Exercise aim
Pull out every line in the rows below that contains the string "field", matching case exactly.
>>>
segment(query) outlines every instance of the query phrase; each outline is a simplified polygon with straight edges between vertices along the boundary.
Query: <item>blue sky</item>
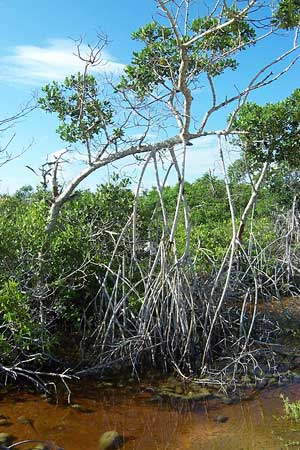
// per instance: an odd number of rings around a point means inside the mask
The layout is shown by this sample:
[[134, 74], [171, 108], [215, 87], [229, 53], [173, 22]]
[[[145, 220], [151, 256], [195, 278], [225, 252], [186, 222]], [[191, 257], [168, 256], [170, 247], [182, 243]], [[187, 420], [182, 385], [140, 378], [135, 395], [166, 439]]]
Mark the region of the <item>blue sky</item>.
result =
[[[74, 45], [70, 38], [85, 36], [85, 40], [91, 42], [97, 31], [106, 33], [110, 41], [103, 55], [106, 65], [99, 70], [120, 73], [123, 65], [130, 62], [132, 50], [137, 45], [130, 40], [131, 32], [150, 21], [155, 11], [152, 0], [1, 0], [0, 118], [17, 112], [20, 105], [33, 93], [36, 95], [46, 82], [61, 80], [78, 70], [79, 63], [72, 54]], [[241, 56], [241, 70], [218, 81], [221, 92], [228, 90], [230, 93], [242, 88], [258, 64], [286, 48], [288, 42], [290, 39], [287, 37], [277, 36], [267, 45], [245, 52]], [[264, 103], [284, 98], [298, 87], [298, 80], [299, 64], [276, 85], [256, 93], [252, 99]], [[232, 86], [231, 90], [229, 86]], [[222, 112], [211, 126], [221, 128], [224, 120]], [[65, 145], [55, 134], [56, 126], [54, 117], [36, 111], [13, 130], [2, 133], [2, 145], [15, 133], [10, 147], [15, 152], [30, 144], [31, 147], [21, 158], [0, 168], [0, 192], [13, 192], [24, 184], [38, 182], [25, 165], [36, 169], [47, 155]], [[197, 178], [208, 168], [217, 168], [214, 142], [212, 138], [205, 138], [192, 147], [188, 158], [188, 178]], [[97, 174], [87, 186], [101, 182], [104, 176], [107, 176], [107, 171]]]

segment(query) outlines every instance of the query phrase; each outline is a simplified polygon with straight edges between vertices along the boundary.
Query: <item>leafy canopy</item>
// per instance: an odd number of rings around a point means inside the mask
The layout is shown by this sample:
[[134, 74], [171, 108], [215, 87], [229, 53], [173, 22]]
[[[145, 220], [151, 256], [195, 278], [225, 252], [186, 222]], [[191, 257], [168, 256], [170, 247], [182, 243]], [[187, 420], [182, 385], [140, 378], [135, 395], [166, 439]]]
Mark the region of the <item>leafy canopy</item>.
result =
[[[223, 14], [223, 21], [231, 19], [237, 10], [227, 8]], [[216, 17], [197, 17], [191, 21], [188, 34], [177, 42], [174, 31], [156, 21], [146, 24], [132, 33], [134, 40], [144, 44], [141, 51], [133, 53], [132, 63], [125, 68], [119, 88], [131, 89], [143, 98], [156, 86], [178, 81], [178, 74], [182, 60], [181, 45], [189, 42], [193, 37], [208, 30], [213, 30], [220, 24]], [[185, 47], [188, 59], [187, 78], [191, 81], [200, 73], [207, 73], [212, 77], [220, 75], [226, 68], [236, 69], [237, 61], [231, 57], [231, 51], [246, 44], [251, 44], [255, 38], [255, 30], [246, 19], [238, 17], [232, 24], [223, 29], [216, 29], [202, 39]]]
[[52, 81], [42, 88], [44, 97], [40, 107], [56, 113], [60, 120], [57, 132], [68, 142], [83, 142], [112, 124], [113, 108], [109, 100], [99, 99], [99, 88], [94, 76], [71, 75], [63, 83]]
[[238, 143], [252, 160], [299, 167], [300, 89], [278, 103], [245, 104], [233, 126], [244, 133]]

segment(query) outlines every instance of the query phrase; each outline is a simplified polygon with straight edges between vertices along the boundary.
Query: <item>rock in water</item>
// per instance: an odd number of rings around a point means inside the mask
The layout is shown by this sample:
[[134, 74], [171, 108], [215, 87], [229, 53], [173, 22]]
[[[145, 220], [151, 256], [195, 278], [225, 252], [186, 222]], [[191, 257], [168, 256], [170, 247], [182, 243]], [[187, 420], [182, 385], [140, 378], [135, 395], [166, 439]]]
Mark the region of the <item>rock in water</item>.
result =
[[227, 416], [223, 416], [223, 414], [220, 414], [219, 416], [217, 416], [215, 418], [215, 421], [219, 422], [219, 423], [225, 423], [225, 422], [227, 422], [227, 420], [228, 420], [228, 417]]
[[115, 430], [106, 431], [100, 436], [99, 449], [113, 450], [120, 448], [124, 442], [123, 436]]
[[0, 444], [8, 446], [12, 443], [13, 437], [9, 433], [0, 433]]

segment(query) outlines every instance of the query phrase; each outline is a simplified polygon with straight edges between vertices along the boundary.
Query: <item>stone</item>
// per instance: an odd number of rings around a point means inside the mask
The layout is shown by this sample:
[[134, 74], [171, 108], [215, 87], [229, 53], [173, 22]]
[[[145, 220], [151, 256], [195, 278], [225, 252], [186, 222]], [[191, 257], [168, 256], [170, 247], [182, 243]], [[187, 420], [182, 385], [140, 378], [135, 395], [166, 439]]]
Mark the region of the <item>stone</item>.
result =
[[70, 407], [86, 414], [90, 414], [93, 412], [90, 408], [87, 408], [86, 406], [83, 405], [79, 405], [79, 403], [74, 403], [73, 405], [70, 405]]
[[123, 436], [115, 430], [106, 431], [100, 436], [99, 449], [100, 450], [114, 450], [122, 446], [124, 442]]
[[0, 419], [0, 426], [10, 425], [10, 422], [7, 419]]
[[13, 436], [9, 433], [0, 433], [0, 444], [8, 446], [12, 443]]
[[36, 444], [32, 450], [45, 450], [45, 445], [42, 443]]
[[223, 416], [223, 414], [219, 414], [216, 418], [215, 421], [219, 422], [219, 423], [225, 423], [227, 422], [228, 417], [227, 416]]

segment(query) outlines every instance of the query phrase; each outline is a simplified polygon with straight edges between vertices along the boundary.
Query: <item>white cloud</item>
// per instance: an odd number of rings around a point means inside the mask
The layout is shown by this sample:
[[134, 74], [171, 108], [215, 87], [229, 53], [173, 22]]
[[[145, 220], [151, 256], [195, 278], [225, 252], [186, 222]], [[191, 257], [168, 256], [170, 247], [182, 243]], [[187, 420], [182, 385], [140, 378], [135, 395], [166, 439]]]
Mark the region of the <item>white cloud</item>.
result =
[[[51, 80], [62, 80], [84, 67], [74, 53], [74, 43], [66, 39], [52, 39], [46, 46], [19, 45], [11, 55], [0, 58], [0, 78], [14, 82], [39, 85]], [[88, 54], [88, 47], [81, 46], [82, 55]], [[120, 74], [124, 65], [113, 60], [105, 50], [102, 61], [91, 67], [94, 73]]]

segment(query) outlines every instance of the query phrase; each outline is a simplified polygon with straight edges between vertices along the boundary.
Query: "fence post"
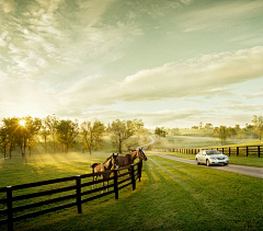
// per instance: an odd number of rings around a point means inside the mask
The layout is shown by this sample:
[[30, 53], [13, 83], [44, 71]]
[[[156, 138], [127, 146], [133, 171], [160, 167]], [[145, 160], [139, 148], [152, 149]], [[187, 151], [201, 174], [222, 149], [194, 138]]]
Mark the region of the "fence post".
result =
[[139, 160], [138, 171], [139, 171], [139, 182], [141, 177], [141, 166], [142, 166], [142, 160]]
[[132, 184], [133, 184], [133, 190], [136, 189], [136, 181], [135, 181], [135, 174], [134, 174], [134, 164], [130, 165], [132, 168]]
[[81, 208], [81, 177], [80, 177], [80, 175], [76, 176], [76, 184], [77, 184], [77, 207], [78, 207], [78, 212], [82, 213], [82, 208]]
[[113, 170], [114, 172], [114, 192], [115, 192], [115, 199], [118, 199], [118, 186], [117, 186], [117, 170]]
[[7, 199], [8, 199], [8, 230], [13, 231], [12, 186], [7, 187]]

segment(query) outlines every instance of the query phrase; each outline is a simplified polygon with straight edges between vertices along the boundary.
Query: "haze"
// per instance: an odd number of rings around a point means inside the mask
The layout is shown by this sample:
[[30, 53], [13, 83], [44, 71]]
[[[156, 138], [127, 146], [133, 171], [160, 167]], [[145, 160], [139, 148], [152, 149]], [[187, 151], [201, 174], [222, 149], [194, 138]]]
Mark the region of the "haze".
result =
[[0, 119], [244, 126], [263, 112], [262, 0], [0, 0]]

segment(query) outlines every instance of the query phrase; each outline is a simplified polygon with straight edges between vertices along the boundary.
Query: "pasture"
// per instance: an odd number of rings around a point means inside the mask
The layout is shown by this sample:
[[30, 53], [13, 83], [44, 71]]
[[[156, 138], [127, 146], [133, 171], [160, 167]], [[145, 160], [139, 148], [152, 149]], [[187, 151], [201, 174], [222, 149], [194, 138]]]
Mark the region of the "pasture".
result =
[[[0, 186], [90, 173], [111, 153], [42, 154], [0, 162]], [[137, 189], [14, 223], [15, 230], [260, 230], [262, 180], [148, 154]], [[2, 230], [2, 229], [1, 229]]]
[[[149, 152], [149, 153], [151, 153], [151, 152]], [[188, 159], [188, 160], [195, 160], [195, 154], [179, 153], [179, 152], [158, 152], [158, 153], [170, 154], [170, 155], [173, 155], [176, 158], [184, 158], [184, 159]], [[250, 157], [231, 155], [228, 158], [229, 158], [230, 164], [263, 168], [263, 158], [258, 158], [256, 155], [250, 155]]]

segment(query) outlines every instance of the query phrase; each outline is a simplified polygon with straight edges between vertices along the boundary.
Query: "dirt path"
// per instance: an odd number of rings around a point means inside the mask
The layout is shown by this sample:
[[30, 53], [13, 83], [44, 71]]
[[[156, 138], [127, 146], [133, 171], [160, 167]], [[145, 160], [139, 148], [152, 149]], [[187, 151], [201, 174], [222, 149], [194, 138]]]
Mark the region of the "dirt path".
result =
[[[155, 154], [155, 155], [158, 155], [161, 158], [167, 158], [167, 159], [173, 160], [173, 161], [179, 161], [179, 162], [196, 165], [195, 160], [187, 160], [187, 159], [183, 159], [183, 158], [175, 158], [175, 157], [171, 157], [168, 154], [159, 154], [159, 153], [150, 153], [150, 154]], [[263, 178], [263, 168], [244, 166], [244, 165], [236, 165], [236, 164], [228, 164], [226, 166], [221, 166], [221, 165], [210, 165], [210, 166], [199, 165], [199, 166], [201, 168], [210, 168], [210, 169], [221, 170], [221, 171], [227, 171], [227, 172], [233, 172], [233, 173], [239, 173], [239, 174], [243, 174], [243, 175], [250, 175], [250, 176], [254, 176], [258, 178]]]

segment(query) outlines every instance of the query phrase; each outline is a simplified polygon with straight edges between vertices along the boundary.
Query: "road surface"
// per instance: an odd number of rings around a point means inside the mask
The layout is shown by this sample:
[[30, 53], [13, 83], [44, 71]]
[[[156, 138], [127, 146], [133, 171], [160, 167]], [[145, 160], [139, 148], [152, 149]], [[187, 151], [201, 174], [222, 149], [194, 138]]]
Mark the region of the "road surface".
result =
[[[167, 159], [173, 160], [173, 161], [179, 161], [179, 162], [196, 165], [195, 160], [187, 160], [187, 159], [183, 159], [183, 158], [176, 158], [176, 157], [172, 157], [172, 155], [168, 155], [168, 154], [159, 154], [159, 153], [150, 153], [150, 154], [155, 154], [155, 155], [158, 155], [161, 158], [167, 158]], [[224, 166], [222, 165], [210, 165], [210, 166], [199, 165], [199, 166], [201, 168], [211, 168], [211, 169], [216, 169], [216, 170], [233, 172], [233, 173], [239, 173], [239, 174], [243, 174], [243, 175], [254, 176], [258, 178], [263, 178], [263, 168], [244, 166], [244, 165], [236, 165], [236, 164], [228, 164], [228, 165], [224, 165]]]

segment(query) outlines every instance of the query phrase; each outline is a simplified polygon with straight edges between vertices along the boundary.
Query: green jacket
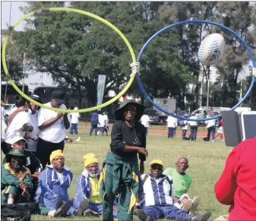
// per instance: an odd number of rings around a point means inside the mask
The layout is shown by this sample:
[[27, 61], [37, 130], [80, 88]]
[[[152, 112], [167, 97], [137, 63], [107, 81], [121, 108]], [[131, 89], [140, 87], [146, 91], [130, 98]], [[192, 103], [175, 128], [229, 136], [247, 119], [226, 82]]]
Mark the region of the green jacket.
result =
[[112, 152], [109, 152], [106, 159], [104, 160], [103, 171], [100, 177], [100, 196], [106, 200], [106, 185], [109, 185], [105, 183], [106, 164], [111, 165], [113, 174], [112, 179], [110, 181], [112, 185], [112, 191], [115, 196], [120, 194], [121, 180], [124, 183], [131, 184], [131, 197], [130, 199], [129, 211], [133, 210], [134, 206], [138, 201], [141, 194], [141, 183], [139, 178], [139, 169], [137, 164], [137, 157], [133, 159], [121, 157]]
[[17, 188], [20, 187], [21, 182], [27, 183], [28, 191], [30, 191], [33, 189], [33, 183], [30, 175], [30, 171], [28, 168], [22, 166], [21, 167], [20, 173], [17, 177], [15, 175], [15, 172], [11, 169], [9, 163], [6, 163], [2, 166], [1, 169], [1, 188], [3, 189], [6, 186], [14, 186]]

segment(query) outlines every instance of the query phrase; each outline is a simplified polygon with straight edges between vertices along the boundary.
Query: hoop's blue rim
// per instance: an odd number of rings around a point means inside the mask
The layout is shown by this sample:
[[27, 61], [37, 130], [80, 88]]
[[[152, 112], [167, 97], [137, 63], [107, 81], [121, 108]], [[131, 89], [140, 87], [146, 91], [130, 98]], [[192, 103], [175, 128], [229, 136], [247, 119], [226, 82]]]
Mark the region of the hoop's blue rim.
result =
[[[158, 32], [156, 32], [154, 35], [153, 35], [147, 41], [147, 43], [144, 45], [144, 46], [142, 47], [141, 50], [141, 52], [140, 52], [140, 53], [139, 53], [139, 55], [138, 55], [138, 56], [137, 58], [137, 62], [141, 62], [141, 57], [142, 57], [142, 54], [145, 51], [145, 49], [146, 49], [147, 46], [148, 46], [148, 44], [156, 36], [159, 36], [160, 33], [162, 33], [165, 30], [168, 30], [168, 29], [169, 29], [171, 27], [176, 27], [176, 26], [179, 26], [179, 25], [183, 25], [183, 24], [201, 24], [201, 23], [203, 23], [203, 24], [212, 24], [212, 25], [215, 25], [215, 26], [220, 27], [221, 27], [221, 28], [223, 28], [223, 29], [229, 31], [229, 33], [231, 33], [234, 36], [235, 36], [243, 43], [243, 45], [245, 46], [247, 51], [249, 53], [251, 60], [252, 62], [252, 66], [253, 66], [253, 68], [256, 68], [255, 60], [254, 60], [254, 56], [252, 55], [252, 52], [251, 52], [251, 49], [249, 48], [249, 46], [246, 44], [246, 43], [245, 42], [245, 40], [240, 36], [239, 36], [235, 32], [234, 32], [231, 29], [229, 29], [229, 28], [228, 28], [228, 27], [225, 27], [225, 26], [223, 26], [222, 24], [217, 24], [217, 23], [215, 23], [215, 22], [213, 22], [213, 21], [204, 21], [204, 20], [187, 20], [187, 21], [180, 21], [180, 22], [177, 22], [177, 23], [172, 24], [171, 25], [166, 26], [166, 27], [161, 29], [160, 30], [159, 30]], [[151, 98], [148, 96], [148, 94], [147, 93], [147, 92], [145, 91], [145, 90], [144, 90], [144, 87], [142, 85], [142, 83], [141, 83], [141, 78], [140, 78], [140, 75], [138, 74], [138, 73], [137, 73], [136, 75], [137, 75], [136, 77], [137, 77], [137, 84], [139, 84], [141, 91], [142, 92], [142, 93], [145, 96], [145, 98], [152, 105], [153, 105], [156, 108], [157, 108], [159, 110], [160, 110], [161, 112], [164, 112], [165, 114], [166, 114], [168, 115], [171, 115], [172, 117], [175, 117], [175, 118], [181, 119], [181, 120], [186, 120], [186, 121], [191, 121], [191, 122], [204, 122], [204, 121], [207, 121], [207, 120], [216, 119], [216, 118], [218, 118], [221, 117], [221, 115], [216, 115], [216, 116], [213, 116], [213, 117], [210, 117], [210, 118], [207, 118], [190, 119], [190, 118], [183, 118], [183, 117], [181, 117], [181, 116], [178, 116], [178, 115], [173, 115], [173, 114], [169, 112], [168, 111], [162, 109], [160, 106], [159, 106], [156, 103], [155, 103], [151, 99]], [[253, 76], [252, 77], [252, 80], [251, 80], [251, 85], [250, 85], [250, 87], [249, 87], [248, 90], [247, 91], [246, 94], [245, 95], [245, 96], [235, 106], [234, 106], [231, 109], [231, 110], [235, 109], [238, 106], [239, 106], [245, 100], [245, 99], [250, 94], [250, 92], [251, 91], [254, 83], [255, 83], [255, 76]]]

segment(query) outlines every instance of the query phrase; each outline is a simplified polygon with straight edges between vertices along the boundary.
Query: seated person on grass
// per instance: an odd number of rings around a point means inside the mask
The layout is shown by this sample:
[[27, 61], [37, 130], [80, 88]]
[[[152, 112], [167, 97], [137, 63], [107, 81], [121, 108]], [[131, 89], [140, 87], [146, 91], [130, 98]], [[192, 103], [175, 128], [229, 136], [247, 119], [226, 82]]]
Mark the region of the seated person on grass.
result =
[[[94, 153], [84, 156], [84, 169], [77, 178], [77, 194], [73, 199], [74, 216], [99, 216], [103, 213], [103, 200], [100, 195], [99, 161]], [[114, 210], [116, 217], [116, 210]]]
[[[30, 175], [32, 176], [32, 182], [33, 185], [33, 189], [31, 191], [30, 199], [33, 199], [37, 185], [38, 185], [38, 177], [40, 175], [40, 171], [43, 169], [40, 161], [37, 157], [33, 155], [30, 151], [25, 150], [27, 140], [20, 136], [17, 136], [12, 139], [11, 147], [13, 149], [20, 149], [24, 151], [25, 155], [25, 164], [24, 165], [30, 169]], [[11, 149], [12, 150], [12, 149]], [[5, 163], [5, 158], [3, 159], [3, 163]]]
[[39, 185], [36, 192], [36, 201], [42, 208], [56, 210], [55, 217], [71, 215], [72, 200], [69, 200], [68, 189], [73, 178], [72, 172], [65, 165], [65, 157], [61, 150], [52, 152], [51, 165], [47, 166], [39, 177]]
[[135, 210], [141, 220], [207, 220], [211, 212], [193, 216], [173, 205], [172, 180], [170, 176], [163, 175], [163, 171], [162, 160], [155, 159], [150, 163], [150, 173], [141, 175], [143, 190], [139, 203], [142, 209]]
[[27, 202], [33, 190], [30, 169], [24, 165], [26, 156], [19, 149], [6, 154], [6, 163], [2, 167], [1, 204], [13, 204]]
[[173, 181], [174, 205], [182, 209], [185, 206], [189, 207], [190, 214], [194, 214], [201, 198], [195, 197], [193, 200], [187, 194], [188, 188], [192, 182], [192, 178], [185, 173], [189, 167], [187, 157], [179, 157], [176, 161], [176, 168], [166, 168], [163, 174], [172, 177]]

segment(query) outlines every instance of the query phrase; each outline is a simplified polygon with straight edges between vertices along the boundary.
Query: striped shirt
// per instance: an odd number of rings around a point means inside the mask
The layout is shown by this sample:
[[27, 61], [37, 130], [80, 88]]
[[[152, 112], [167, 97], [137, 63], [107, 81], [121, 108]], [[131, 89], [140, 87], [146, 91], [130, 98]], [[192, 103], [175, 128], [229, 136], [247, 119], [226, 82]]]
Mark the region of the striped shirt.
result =
[[140, 200], [141, 207], [173, 205], [172, 179], [169, 175], [161, 175], [160, 178], [155, 179], [149, 174], [144, 174], [141, 175], [141, 180], [143, 181], [143, 192]]

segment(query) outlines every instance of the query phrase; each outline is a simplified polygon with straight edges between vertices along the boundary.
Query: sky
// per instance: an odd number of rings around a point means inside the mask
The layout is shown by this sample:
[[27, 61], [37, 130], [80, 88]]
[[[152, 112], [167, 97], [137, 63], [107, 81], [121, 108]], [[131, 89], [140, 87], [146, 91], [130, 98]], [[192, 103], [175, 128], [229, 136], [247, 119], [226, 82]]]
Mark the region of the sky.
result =
[[[251, 2], [251, 4], [256, 4], [256, 2]], [[19, 7], [25, 6], [26, 2], [11, 2], [11, 25], [13, 25], [16, 21], [21, 18], [24, 14], [21, 11]], [[11, 2], [1, 2], [1, 27], [2, 29], [7, 29], [8, 24], [9, 23], [10, 17], [10, 9], [11, 9]], [[23, 30], [25, 26], [25, 22], [23, 21], [19, 24], [16, 27], [16, 30]], [[251, 62], [249, 63], [251, 65]], [[44, 83], [46, 81], [47, 85], [51, 85], [52, 84], [52, 80], [50, 77], [46, 77], [45, 81], [45, 76], [42, 76], [42, 74], [29, 74], [30, 77], [25, 79], [25, 83], [29, 84], [32, 82], [40, 82]], [[244, 70], [244, 76], [248, 75], [248, 67]]]
[[[11, 25], [13, 25], [24, 14], [19, 9], [20, 6], [26, 5], [26, 2], [11, 2]], [[1, 2], [1, 28], [7, 29], [9, 23], [11, 2]], [[16, 30], [23, 30], [25, 22], [21, 22], [15, 28]]]

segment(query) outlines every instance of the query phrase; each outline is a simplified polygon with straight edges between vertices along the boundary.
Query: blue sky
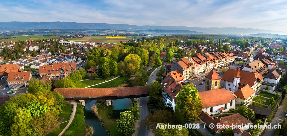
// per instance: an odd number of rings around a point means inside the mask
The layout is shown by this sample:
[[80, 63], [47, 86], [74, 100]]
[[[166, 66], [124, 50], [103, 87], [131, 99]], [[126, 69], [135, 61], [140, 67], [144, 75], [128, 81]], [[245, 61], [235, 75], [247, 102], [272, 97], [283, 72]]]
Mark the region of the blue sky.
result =
[[287, 32], [284, 0], [2, 0], [0, 6], [1, 22], [232, 27]]

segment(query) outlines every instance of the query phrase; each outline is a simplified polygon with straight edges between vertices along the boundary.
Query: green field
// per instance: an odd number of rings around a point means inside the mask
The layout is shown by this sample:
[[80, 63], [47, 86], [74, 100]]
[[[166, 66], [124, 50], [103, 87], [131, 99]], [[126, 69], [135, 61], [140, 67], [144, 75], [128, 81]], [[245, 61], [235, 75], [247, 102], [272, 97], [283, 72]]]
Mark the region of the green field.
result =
<<<
The reply
Query: green field
Mark the region of the green field.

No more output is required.